- _TEXTAUSZUG_:
# # # # # # #

Angehoben werden die Schwellenwerte - das ist hier
schon gesagt worden - für diese Eingruppierung in die
drei Größenklassen hinsichtlich der Merkmale Bilanzsumme und Umsatzerlöse. Für kleine Kapitalgesellschaften wird der Schwellenwert bei der Bilanzsumme
von 4,84 Millionen Euro auf 6 Millionen Euro erhöht,
für mittelgroße Kapitalgesellschaften auf 20 Millionen
Euro. Die Schwellenwerte für das Merkmal Umsatzerlöse
werden für kleine Kapitalgesellschaften von 9,68 Millionen Euro auf 12 Millionen Euro erhöht und für mittelgroße Kapitalgesellschaften auf 40 Millionen Euro.
Die Schwellenwerte für die Befreiung von den Konzernrechnungslegungspflichten werden ebenfalls angehoben. Das Merkmal Bilanzsumme wird dort auf
20 Millionen bzw. 24 Millionen Euro erhöht, das Merkmal Umsatzerlöse auf 40 Millionen bzw. 48 Millionen
Euro.
Diese Anhebung der Schwellenwerte führt im Ergebnis dazu, dass circa 7 000 Unternehmen, die bisher als
mittelgroß eingestuft wurden, nunmehr als kleine Kapitalgesellschaften gelten. Für diese Unternehmen bedeutet das eine erhebliche Entlastung. Zum Beispiel müssen
kleine Kapitalgesellschaften - das ist hier ebenfalls bereits gesagt worden - ihren Jahresabschluss anders als
mittelgroße Kapitalgesellschaften nicht extern von einem Wirtschaftsprüfer prüfen lassen. Das ist eine große
Erleichterung. Im Übrigen sind auch die Offenlegungspflichten kleiner Kapitalgesellschaften generell geringer.
Liebe Kolleginnen und Kollegen, die Anhebung von
Schwellenwerten beschränkt sich also nicht bloß auf die
Änderung von Zahlenwerten. Es handelt sich um eine
handfeste Mittelstandsförderung. Die kleinen und mittelständischen Unternehmen werden hinsichtlich ihrer
Bilanzierungspflichten signifikant entlastet.
({1})

# # # # # # #

- _GESPEICHERTE DATENSÄTZE_:
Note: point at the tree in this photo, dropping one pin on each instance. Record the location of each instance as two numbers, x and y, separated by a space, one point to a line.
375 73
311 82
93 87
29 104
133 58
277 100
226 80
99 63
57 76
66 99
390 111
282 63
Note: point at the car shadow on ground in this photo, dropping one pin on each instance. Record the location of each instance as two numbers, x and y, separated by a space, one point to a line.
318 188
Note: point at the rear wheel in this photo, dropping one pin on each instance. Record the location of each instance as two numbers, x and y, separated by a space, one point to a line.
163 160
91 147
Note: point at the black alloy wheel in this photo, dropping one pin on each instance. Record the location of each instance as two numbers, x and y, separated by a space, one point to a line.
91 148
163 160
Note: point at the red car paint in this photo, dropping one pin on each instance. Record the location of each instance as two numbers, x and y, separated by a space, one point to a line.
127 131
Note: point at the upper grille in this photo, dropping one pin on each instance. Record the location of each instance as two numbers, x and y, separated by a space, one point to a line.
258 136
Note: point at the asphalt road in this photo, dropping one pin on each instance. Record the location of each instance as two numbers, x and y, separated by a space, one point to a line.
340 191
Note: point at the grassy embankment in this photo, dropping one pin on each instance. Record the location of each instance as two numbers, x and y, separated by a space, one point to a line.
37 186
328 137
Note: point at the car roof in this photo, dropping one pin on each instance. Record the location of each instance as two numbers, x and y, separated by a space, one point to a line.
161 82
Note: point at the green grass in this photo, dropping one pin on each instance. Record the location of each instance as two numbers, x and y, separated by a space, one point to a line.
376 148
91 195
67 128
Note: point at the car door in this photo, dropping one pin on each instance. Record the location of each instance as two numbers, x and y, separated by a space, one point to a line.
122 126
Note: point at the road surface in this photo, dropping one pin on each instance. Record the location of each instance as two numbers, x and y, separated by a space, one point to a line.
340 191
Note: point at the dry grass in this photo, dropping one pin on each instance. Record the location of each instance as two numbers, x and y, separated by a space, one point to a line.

# # # # # # #

- _AUFGABEN_:
[A] Tippe den Text zu den Schwellenwerten wortgetreu ab. Fang bei den Worten „Die Schwellenwerte für die“ an und hör nach den Worten „Kapitalgesellschaften generell geringer.“ auf.
[B] Beantworte anhand des Textes zu den Schwellenwerten diese Fragen:
(i) Auf welchen Betrag steigt der Schwellenwert bei der Bilanzsumme für kleine Kapitalgesellschaften?
(ii) Wie viele Unternehmen gelten nach der Anhebung als kleine statt als mittelgroße Kapitalgesellschaften?
(iii) Was müssen kleine Kapitalgesellschaften im Unterschied zu mittelgroßen mit ihrem Jahresabschluss nicht tun?
[C] Schreib den Text zu den Schwellenwerten nach seinem letzten Satz weiter.
Die Datensätze stammen aus einer anderen Quelle.

- _ERWARTETE ANTWORTEN_:
[A]
Die Schwellenwerte für die Befreiung von den Konzernrechnungslegungspflichten werden ebenfalls angehoben. Das Merkmal Bilanzsumme wird dort auf
20 Millionen bzw. 24 Millionen Euro erhöht, das Merkmal Umsatzerlöse auf 40 Millionen bzw. 48 Millionen
Euro.
Diese Anhebung der Schwellenwerte führt im Ergebnis dazu, dass circa 7 000 Unternehmen, die bisher als
mittelgroß eingestuft wurden, nunmehr als kleine Kapitalgesellschaften gelten. Für diese Unternehmen bedeutet das eine erhebliche Entlastung. Zum Beispiel müssen
kleine Kapitalgesellschaften - das ist hier ebenfalls bereits gesagt worden - ihren Jahresabschluss anders als
mittelgroße Kapitalgesellschaften nicht extern von einem Wirtschaftsprüfer prüfen lassen. Das ist eine große
Erleichterung. Im Übrigen sind auch die Offenlegungspflichten kleiner Kapitalgesellschaften generell geringer.

[B]
(i) Auf 6 Millionen Euro.
(ii) Circa 7 000 Unternehmen.
(iii) Sie müssen ihn nicht extern von einem Wirtschaftsprüfer prüfen lassen.

[C]
Der Mittelstand, also die kleinen und mittelständischen Unternehmen, sind tragende Säulen unserer Wirtschaft. Wirtschaftspolitik - ob nun auf europäischer
Ebene oder auf Bundesebene - muss bei der Gesetzgebung besonders auf die Interessen des Mittelstandes achten. Die wirtschaftliche Prosperität unseres Landes hängt
maßgeblich vom Erfolg unserer kleinen und mittelständischen Unternehmen ab.
Der bürokratische Aufwand, der den Unternehmen im
Allgemeinen und den kleinen und mittelständischen Unternehmen im Besonderen aufgebürdet wird, muss in einem angemessenen Verhältnis zum bezweckten Ziel stehen. In diesem Sinne ist der vorhandene Rechtsrahmen
immer wieder zu evaluieren und gegebenenfalls auch anzupassen.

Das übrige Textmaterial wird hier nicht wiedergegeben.